In the entries that follow, find the word "stone" and report each line it is on.

··· TASK INPUTS

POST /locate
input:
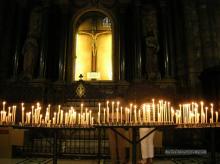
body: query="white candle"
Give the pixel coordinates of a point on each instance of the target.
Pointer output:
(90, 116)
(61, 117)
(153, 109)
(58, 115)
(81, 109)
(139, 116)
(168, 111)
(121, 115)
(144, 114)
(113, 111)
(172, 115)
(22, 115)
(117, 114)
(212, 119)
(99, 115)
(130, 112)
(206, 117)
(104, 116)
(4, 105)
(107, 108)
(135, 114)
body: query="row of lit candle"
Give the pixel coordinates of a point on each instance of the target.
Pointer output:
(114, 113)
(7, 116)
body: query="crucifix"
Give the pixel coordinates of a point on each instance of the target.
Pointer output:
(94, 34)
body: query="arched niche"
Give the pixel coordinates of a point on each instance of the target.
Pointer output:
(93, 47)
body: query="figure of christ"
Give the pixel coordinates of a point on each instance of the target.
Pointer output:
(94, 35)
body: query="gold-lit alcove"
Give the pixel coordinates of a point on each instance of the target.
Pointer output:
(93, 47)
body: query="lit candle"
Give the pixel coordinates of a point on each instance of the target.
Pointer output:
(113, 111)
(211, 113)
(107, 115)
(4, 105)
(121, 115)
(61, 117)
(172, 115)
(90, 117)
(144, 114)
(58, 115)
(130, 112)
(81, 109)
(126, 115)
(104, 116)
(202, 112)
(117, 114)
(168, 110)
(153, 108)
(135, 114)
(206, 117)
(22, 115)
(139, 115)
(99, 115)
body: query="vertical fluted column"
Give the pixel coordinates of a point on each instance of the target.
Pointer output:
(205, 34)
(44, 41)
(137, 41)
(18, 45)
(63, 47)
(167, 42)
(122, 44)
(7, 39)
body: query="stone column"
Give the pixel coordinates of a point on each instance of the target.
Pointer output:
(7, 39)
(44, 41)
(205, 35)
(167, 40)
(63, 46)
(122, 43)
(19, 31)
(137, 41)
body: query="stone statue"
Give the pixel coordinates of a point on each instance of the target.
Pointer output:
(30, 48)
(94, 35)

······
··· TASK INPUTS

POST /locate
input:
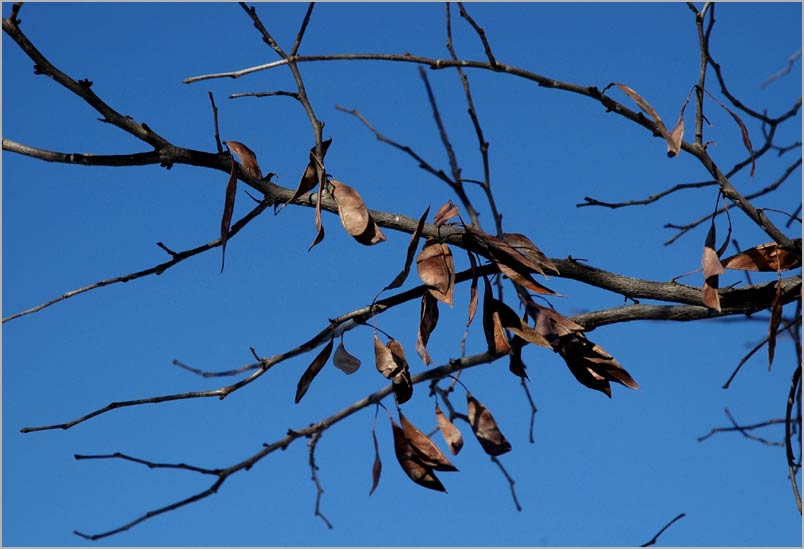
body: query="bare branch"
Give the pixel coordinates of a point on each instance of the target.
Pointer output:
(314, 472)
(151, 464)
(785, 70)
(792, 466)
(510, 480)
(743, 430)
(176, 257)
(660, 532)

······

# [SOLUTION FOR THIS PROBLEM]
body: query="stone column"
body: query="stone statue"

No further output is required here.